* Passage to read:
○ ○ ○ ○ ○

Heather Everingham died in Brisbane in November 2018 appointing the Public Trustee of Queensland as the executor of her estate by her last will.

The assets for distribution, other than some personal effects, were cash and investments held of about $662k.

Heather gifted her home at 39 Blackwood Rd, Geebung to her 3 stepchildren. The residue was left to Heather’s niece and 2 nephews.

Her mental state and memory capacity had by May 2015 deteriorated to point that she was unable to care for herself or make financial or personal decisions.

In consultation with nephew Peter Webster – her attorney under an Enduring Power of Attorney – she decided to move from the home of Peter and his wife with whom she had been residing, sell the Geebung property and take up residence at Cooinda Retirement Village & Care Facility at Gympie.

The sale was effected by Peter as attorney – in consultation with the stepchildren – in February 2016 at $570k. As it happened, no one was aware of the terms of the will at that time.

Because the Geebung property had been sold before she died, the gift of that property under Heather’s will failed and the cash received from its sale passed to the niece and nephews, bypassing the stepchildren in the will altogether.

The stepchildren sought relief under section 107 of the Powers of Attorney Act 1998 (Qld).

That section provides that anyone who loses a testamentary benefit because of the inter vivos sale of a deceased’s asset by an attorney can apply to the Supreme Court for compensation out of the estate. The compensation payable is whatever the court considers appropriate but cannot exceed the value of the lost benefit.

The stepchildren’s application – made out of time – came before Justice Susan Brown who accepted there was adequate explanation for the delay by reason of the extensive correspondence between the parties before time expired. Given also the estate had not been distributed and no beneficiary would be prejudiced, an extension of time was granted.

The substantive issue her honour had to decide was the amount of “appropriate compensation”. She noted that the loss being compensated was “not a loss based on need, but rather the loss of the benefit under the will”.

○ ○ ○ ○ ○

* Given data:
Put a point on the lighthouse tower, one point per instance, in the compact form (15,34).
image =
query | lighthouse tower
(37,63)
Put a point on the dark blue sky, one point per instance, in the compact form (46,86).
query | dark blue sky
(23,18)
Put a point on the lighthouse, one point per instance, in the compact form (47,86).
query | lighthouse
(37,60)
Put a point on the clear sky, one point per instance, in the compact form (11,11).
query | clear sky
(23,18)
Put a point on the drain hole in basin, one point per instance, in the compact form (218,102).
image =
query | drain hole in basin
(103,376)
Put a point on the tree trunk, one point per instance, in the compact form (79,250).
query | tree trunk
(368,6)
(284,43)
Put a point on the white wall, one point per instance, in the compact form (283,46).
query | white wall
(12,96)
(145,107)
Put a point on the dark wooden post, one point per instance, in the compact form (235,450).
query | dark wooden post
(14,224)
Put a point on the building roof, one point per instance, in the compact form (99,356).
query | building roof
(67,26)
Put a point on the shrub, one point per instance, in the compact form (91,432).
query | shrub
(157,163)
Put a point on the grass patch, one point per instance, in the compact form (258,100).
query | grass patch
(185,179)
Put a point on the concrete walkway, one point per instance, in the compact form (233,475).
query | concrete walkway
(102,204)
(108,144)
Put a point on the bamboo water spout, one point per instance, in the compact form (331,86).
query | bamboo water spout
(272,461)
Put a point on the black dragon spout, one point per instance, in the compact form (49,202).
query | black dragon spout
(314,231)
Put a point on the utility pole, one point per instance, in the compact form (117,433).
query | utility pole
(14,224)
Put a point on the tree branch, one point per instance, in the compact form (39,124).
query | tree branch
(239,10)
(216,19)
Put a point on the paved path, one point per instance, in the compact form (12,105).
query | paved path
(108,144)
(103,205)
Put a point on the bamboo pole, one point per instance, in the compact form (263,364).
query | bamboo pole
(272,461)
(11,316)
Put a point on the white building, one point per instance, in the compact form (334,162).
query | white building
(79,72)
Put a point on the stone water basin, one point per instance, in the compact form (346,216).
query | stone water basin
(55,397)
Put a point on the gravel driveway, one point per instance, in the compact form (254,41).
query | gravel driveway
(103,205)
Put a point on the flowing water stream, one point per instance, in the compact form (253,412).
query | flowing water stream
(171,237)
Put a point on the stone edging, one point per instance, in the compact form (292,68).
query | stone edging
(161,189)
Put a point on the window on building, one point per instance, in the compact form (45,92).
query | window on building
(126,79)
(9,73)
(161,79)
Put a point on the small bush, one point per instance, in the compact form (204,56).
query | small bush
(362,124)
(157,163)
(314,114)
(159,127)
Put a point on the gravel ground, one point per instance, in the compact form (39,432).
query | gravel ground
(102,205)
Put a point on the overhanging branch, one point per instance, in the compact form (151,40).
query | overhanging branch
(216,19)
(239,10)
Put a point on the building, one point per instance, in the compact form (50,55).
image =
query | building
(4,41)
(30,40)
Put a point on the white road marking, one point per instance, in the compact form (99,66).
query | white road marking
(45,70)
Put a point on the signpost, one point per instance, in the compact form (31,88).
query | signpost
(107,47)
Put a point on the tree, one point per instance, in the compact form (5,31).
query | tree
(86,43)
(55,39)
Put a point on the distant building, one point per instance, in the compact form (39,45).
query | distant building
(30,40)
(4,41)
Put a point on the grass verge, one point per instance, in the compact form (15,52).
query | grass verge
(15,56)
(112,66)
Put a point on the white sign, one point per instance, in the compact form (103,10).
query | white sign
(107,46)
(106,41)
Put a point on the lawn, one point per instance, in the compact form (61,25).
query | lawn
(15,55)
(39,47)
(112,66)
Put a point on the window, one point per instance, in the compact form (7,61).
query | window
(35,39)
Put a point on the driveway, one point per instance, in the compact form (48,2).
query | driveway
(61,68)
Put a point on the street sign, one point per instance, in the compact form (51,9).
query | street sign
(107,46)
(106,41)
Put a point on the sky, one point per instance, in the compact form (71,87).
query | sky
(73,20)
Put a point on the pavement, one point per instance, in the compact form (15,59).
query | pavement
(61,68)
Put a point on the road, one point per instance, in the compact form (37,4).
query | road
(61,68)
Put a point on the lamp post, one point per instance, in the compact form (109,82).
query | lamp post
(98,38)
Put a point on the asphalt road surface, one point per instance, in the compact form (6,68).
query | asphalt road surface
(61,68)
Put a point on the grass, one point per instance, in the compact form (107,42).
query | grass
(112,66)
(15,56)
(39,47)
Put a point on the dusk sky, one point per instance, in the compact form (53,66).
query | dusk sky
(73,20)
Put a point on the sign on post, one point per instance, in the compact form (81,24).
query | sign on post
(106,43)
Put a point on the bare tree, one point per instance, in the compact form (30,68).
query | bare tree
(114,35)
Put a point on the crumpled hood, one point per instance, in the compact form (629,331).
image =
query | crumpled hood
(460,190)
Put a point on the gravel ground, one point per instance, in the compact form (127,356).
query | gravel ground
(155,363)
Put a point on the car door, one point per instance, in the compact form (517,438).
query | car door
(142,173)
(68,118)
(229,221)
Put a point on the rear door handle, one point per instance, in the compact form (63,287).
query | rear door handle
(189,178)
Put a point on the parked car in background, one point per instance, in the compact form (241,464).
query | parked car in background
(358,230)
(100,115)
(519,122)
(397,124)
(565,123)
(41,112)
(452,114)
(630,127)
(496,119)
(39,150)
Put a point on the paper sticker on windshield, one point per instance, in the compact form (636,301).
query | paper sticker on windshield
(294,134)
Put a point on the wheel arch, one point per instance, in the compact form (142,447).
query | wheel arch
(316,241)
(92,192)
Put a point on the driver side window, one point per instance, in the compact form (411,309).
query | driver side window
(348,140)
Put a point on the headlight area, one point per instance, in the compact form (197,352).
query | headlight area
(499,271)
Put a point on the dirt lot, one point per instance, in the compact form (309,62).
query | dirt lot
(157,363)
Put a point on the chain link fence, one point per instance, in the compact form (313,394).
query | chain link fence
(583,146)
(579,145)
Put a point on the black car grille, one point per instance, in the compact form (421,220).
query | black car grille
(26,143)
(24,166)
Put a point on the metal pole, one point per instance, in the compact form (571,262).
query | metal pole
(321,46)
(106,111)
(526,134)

○ ○ ○ ○ ○

* Given exercise 1: List every month-and-year date given in the passage about Heather Everingham's estate.
* Given exercise 2: Copy the part of the passage about Heather Everingham's estate that runs between "The stepchildren sought" and "time was granted.", inclusive.

* Answer 1:
November 2018
May 2015
February 2016

* Answer 2:
The stepchildren sought relief under section 107 of the Powers of Attorney Act 1998 (Qld).

That section provides that anyone who loses a testamentary benefit because of the inter vivos sale of a deceased’s asset by an attorney can apply to the Supreme Court for compensation out of the estate. The compensation payable is whatever the court considers appropriate but cannot exceed the value of the lost benefit.

The stepchildren’s application – made out of time – came before Justice Susan Brown who accepted there was adequate explanation for the delay by reason of the extensive correspondence between the parties before time expired. Given also the estate had not been distributed and no beneficiary would be prejudiced, an extension of time was granted.